*PROMPT*
Keep only those lines of the records that include the string "below".

*GIVEN ENTRIES*
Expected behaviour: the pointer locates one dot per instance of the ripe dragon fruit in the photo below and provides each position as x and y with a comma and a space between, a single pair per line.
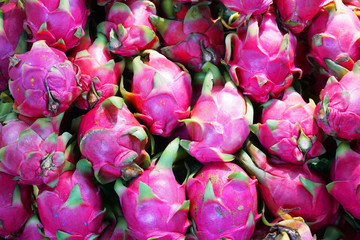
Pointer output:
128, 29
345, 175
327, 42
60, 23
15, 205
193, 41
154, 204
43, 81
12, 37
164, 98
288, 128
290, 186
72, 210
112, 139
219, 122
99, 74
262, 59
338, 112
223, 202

...

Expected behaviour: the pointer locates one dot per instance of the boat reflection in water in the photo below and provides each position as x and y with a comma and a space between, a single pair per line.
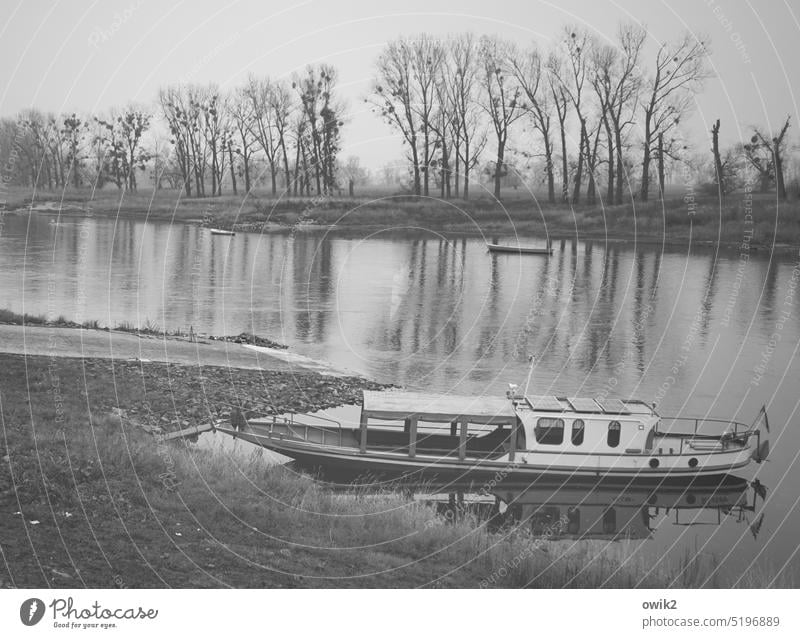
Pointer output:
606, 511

...

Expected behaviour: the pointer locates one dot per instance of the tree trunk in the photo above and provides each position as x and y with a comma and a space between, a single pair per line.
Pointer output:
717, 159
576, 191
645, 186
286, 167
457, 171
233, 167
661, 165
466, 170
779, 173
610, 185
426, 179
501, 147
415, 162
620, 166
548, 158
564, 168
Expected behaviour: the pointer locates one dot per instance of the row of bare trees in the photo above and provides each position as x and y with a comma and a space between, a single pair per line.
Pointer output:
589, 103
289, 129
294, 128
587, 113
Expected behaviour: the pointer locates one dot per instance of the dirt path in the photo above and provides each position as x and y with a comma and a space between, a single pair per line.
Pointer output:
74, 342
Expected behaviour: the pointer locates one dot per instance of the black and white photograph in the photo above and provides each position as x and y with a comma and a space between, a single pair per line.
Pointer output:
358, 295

*RESPONSE TO THE EXERCISE*
Expected behaviour: the pointer locates one dot per instance of the ripe dragon fruit in the photo below and provides each position as x and y with a comma and a space between, a single pair per line.
Expected behaviour: the pointer locates one dot per instance of the boat reflection in water in the photo below and provides each position as x and y with a comma and a space between, a single pair per line.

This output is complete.